DIRECTIONS FOR THIS TASK ▸
Pick out every line of the records below that contains the string "striped" and copy each one. Case counts.

PROVIDED INFORMATION ▸
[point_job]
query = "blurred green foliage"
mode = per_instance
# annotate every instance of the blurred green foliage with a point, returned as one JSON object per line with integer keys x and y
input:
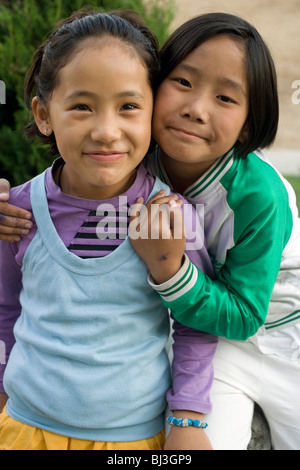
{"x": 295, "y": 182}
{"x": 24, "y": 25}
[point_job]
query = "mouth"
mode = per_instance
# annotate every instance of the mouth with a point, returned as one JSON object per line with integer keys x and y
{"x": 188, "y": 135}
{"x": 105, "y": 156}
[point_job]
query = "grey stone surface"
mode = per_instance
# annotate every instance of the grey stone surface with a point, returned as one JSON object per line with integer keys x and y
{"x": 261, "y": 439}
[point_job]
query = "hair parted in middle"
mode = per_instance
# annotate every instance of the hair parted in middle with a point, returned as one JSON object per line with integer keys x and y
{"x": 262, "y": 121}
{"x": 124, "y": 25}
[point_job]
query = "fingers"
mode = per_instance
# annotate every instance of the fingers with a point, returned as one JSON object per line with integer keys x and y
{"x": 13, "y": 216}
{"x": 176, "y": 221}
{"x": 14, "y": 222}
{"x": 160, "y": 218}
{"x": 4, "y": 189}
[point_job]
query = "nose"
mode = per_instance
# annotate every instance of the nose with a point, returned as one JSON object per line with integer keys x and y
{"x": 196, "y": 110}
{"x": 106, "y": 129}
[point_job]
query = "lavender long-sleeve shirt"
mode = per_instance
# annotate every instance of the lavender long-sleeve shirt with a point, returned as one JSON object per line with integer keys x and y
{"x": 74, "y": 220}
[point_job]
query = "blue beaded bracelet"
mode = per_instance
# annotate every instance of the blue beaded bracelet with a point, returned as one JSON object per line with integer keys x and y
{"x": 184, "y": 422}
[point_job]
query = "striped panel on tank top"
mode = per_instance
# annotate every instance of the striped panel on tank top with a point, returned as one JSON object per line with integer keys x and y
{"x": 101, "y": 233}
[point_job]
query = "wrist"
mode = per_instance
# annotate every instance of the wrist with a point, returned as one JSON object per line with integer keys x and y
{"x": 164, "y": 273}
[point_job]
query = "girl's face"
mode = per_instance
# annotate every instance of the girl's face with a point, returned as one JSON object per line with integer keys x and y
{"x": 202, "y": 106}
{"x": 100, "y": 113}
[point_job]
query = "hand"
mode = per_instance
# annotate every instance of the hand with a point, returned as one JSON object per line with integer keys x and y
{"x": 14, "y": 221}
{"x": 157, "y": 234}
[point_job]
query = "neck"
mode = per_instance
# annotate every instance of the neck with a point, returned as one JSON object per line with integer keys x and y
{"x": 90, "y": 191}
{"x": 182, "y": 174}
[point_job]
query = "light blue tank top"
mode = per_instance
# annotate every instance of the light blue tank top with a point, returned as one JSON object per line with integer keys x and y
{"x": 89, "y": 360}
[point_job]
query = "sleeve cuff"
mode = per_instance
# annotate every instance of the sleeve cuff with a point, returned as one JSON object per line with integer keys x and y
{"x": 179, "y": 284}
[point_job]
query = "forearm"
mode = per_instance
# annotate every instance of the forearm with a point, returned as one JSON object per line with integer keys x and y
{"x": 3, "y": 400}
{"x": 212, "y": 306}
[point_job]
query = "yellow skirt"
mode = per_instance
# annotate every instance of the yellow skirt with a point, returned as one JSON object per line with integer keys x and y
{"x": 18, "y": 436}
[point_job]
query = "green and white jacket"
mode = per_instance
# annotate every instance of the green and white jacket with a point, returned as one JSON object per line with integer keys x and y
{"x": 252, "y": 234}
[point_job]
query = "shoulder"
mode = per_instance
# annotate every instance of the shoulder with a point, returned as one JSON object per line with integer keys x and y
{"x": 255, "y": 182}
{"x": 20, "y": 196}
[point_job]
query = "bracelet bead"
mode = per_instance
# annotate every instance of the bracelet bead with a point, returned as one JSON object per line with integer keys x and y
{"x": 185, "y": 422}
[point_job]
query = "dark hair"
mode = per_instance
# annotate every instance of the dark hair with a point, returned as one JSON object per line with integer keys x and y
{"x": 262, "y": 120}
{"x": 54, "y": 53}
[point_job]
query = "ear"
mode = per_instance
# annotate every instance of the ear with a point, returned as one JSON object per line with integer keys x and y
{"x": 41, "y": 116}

--

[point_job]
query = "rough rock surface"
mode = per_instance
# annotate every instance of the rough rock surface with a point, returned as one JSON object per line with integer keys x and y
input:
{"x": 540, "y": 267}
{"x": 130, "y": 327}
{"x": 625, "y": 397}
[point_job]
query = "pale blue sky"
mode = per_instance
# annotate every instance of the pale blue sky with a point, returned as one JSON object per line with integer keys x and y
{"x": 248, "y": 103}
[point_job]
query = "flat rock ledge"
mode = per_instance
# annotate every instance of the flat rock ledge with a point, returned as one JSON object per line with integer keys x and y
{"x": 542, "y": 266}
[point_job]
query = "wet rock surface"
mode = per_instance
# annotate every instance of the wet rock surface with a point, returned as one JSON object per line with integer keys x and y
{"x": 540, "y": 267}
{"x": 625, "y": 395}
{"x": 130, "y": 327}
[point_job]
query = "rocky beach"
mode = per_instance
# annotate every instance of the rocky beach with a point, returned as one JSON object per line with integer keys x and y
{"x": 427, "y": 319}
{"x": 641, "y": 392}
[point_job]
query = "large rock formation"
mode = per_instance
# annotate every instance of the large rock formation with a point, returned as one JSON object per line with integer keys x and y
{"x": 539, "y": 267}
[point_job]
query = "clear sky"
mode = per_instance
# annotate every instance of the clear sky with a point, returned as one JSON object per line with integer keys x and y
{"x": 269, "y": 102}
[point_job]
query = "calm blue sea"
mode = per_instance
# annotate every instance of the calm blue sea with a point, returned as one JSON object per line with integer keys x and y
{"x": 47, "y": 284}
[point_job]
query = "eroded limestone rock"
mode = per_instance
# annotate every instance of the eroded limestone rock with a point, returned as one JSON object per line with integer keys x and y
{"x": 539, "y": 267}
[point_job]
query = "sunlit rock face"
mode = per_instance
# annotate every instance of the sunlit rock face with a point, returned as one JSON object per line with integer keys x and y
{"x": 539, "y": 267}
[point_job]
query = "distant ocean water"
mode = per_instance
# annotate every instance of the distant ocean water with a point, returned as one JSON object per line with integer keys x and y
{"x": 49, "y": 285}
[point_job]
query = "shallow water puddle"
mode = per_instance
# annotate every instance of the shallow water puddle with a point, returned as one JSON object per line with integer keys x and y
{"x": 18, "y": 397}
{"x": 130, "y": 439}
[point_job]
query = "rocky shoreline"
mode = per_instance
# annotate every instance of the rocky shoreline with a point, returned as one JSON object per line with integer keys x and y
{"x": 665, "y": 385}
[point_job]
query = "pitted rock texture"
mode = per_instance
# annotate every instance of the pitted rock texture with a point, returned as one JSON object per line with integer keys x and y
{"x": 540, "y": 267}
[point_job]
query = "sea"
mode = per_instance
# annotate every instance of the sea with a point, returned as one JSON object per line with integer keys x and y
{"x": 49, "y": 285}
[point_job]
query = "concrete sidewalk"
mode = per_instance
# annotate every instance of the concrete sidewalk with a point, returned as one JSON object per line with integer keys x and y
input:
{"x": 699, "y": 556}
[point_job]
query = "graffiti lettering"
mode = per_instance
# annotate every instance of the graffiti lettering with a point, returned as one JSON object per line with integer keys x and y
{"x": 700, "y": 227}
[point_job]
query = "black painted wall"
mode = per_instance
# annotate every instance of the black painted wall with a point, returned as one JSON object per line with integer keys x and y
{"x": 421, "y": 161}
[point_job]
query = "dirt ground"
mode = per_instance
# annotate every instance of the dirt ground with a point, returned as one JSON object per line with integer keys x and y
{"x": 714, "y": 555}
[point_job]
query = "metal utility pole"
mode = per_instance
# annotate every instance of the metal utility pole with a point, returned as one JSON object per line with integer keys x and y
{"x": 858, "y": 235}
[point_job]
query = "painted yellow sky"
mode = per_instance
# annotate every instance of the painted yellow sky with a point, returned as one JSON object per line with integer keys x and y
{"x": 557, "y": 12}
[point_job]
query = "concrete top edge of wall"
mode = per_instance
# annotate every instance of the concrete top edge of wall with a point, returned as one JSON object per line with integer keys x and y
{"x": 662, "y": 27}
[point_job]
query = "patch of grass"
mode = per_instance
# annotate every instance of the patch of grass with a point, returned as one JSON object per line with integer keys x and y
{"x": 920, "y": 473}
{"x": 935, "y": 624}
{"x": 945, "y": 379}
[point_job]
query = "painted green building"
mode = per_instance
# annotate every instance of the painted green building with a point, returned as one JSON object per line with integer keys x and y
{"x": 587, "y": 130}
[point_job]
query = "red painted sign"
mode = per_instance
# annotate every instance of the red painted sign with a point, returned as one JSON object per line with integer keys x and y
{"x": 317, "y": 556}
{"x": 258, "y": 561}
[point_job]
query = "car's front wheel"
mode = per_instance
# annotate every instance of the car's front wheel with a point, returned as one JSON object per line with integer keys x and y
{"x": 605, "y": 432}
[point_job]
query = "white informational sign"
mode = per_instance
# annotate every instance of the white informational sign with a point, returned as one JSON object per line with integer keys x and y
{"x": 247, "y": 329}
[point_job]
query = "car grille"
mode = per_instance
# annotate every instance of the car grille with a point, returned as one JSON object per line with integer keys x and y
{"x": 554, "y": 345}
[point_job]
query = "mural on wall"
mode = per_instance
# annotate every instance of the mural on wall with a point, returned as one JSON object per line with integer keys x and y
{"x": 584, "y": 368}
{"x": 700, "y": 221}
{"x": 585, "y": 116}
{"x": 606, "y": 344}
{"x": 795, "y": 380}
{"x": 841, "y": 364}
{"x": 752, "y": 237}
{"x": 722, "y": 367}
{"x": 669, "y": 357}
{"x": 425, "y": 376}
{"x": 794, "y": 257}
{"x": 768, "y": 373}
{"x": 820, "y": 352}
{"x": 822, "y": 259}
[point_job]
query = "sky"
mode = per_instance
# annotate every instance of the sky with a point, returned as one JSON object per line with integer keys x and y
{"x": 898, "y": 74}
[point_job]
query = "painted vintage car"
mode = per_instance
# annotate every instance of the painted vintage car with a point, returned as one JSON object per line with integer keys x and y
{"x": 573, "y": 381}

==

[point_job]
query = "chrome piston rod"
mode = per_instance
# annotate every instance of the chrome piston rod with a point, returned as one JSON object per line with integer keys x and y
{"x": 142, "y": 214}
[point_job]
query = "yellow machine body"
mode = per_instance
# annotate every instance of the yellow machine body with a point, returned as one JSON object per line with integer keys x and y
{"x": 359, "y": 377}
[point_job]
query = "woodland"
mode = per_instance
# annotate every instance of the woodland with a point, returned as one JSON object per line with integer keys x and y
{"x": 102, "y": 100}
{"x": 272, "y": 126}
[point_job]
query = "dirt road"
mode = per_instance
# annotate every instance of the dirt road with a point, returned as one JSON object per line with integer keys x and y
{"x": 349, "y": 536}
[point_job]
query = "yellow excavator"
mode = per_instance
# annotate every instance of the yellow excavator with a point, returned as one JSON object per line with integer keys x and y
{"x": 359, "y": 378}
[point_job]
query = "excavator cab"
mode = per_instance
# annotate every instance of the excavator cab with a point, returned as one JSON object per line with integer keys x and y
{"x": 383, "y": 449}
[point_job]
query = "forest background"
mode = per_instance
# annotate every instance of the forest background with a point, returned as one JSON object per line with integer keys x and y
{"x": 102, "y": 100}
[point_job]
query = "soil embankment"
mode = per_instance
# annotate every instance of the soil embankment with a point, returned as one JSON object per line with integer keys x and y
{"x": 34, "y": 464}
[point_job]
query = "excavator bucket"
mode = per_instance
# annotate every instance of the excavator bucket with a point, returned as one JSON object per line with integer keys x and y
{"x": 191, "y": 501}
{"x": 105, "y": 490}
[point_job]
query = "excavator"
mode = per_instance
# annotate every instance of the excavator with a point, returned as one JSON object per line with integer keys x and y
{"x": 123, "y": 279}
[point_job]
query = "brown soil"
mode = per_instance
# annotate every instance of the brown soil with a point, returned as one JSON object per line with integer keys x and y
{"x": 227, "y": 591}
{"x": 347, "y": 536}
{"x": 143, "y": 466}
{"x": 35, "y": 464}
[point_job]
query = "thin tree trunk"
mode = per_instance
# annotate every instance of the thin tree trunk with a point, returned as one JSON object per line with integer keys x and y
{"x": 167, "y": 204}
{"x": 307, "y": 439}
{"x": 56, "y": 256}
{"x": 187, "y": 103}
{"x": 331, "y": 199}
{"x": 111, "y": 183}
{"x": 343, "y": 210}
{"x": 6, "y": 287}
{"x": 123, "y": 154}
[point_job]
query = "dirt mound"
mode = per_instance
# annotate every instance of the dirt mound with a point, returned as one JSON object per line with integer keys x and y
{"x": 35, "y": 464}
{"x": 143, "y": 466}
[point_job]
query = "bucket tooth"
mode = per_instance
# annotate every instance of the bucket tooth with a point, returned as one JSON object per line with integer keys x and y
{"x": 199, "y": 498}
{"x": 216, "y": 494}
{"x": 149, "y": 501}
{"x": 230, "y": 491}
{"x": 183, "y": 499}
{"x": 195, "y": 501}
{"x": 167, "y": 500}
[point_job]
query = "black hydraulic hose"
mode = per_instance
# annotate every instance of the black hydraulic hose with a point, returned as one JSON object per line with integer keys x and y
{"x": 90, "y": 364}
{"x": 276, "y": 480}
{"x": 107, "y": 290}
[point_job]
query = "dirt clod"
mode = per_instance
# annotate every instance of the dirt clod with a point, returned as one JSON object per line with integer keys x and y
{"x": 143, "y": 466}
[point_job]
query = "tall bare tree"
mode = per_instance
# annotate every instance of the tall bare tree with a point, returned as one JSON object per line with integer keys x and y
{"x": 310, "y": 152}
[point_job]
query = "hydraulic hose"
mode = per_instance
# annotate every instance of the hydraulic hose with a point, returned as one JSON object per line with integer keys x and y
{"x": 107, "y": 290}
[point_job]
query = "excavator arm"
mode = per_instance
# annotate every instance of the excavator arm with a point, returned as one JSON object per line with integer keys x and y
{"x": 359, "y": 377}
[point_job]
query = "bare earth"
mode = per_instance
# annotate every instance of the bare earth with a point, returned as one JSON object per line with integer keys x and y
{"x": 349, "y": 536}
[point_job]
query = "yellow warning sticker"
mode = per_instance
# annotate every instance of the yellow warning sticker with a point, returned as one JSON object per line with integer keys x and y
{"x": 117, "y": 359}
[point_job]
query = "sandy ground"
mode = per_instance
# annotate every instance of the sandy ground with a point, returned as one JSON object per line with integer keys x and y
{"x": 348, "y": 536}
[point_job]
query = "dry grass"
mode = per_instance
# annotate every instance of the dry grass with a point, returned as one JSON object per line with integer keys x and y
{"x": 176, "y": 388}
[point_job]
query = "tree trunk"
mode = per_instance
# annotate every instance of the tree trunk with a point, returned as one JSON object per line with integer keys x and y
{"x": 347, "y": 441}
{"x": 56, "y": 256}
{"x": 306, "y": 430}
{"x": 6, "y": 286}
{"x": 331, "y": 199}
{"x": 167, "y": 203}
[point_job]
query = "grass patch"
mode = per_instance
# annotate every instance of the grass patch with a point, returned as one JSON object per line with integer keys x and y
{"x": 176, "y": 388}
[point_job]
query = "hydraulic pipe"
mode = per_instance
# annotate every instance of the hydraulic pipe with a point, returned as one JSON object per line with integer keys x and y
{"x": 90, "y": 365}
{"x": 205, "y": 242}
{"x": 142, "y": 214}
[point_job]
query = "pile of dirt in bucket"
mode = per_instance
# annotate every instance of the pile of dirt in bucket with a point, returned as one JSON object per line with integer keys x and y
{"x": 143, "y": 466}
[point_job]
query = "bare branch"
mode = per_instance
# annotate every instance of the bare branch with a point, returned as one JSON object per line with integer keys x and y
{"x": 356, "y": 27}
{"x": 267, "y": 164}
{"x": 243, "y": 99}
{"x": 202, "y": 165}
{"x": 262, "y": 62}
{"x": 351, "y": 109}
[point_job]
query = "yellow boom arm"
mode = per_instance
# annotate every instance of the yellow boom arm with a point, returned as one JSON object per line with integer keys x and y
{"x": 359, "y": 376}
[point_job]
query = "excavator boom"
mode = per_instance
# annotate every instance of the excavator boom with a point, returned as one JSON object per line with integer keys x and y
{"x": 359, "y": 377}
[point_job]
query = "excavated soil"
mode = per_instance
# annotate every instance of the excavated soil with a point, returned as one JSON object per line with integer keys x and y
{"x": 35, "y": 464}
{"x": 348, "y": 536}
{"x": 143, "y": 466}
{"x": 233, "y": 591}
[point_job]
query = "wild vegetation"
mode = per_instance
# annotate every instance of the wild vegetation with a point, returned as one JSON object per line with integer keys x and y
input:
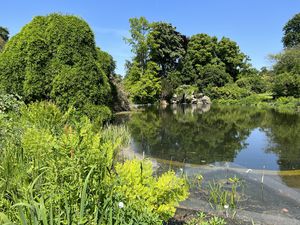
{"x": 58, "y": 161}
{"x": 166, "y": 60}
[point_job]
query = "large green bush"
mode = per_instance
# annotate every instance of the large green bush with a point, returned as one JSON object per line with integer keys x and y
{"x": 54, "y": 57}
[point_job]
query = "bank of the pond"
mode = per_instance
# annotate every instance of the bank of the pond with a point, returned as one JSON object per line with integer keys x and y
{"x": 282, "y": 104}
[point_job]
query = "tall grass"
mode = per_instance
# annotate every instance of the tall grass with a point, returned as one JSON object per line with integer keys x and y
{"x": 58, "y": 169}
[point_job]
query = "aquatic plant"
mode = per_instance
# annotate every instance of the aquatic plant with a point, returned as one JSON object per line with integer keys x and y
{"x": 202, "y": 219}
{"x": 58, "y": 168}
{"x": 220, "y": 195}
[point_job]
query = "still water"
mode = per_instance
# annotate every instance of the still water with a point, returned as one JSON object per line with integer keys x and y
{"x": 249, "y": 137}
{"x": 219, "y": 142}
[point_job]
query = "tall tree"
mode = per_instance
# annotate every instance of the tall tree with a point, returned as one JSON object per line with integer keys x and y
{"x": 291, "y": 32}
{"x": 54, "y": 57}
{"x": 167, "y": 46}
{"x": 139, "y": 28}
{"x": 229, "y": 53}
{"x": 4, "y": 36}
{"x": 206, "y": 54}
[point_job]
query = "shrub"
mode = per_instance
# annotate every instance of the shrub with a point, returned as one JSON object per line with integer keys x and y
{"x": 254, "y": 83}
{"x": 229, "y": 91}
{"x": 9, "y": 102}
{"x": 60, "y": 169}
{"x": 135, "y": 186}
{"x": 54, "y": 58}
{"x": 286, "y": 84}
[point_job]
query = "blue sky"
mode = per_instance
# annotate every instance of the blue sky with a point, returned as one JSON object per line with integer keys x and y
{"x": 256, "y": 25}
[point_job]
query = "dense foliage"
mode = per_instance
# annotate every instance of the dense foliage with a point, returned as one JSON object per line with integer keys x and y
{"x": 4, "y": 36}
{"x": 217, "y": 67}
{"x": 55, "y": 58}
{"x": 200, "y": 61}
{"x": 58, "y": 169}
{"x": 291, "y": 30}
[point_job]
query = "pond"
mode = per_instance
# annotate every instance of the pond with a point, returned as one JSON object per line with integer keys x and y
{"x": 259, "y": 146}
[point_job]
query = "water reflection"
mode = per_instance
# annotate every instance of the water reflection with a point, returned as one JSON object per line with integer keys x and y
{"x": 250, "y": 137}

ANSWER TO THE TASK ▸
query = "striped panel on tank top"
# annotate every instance of the striped panel on tank top with a point, returned as one JSON object per line with integer keys x and y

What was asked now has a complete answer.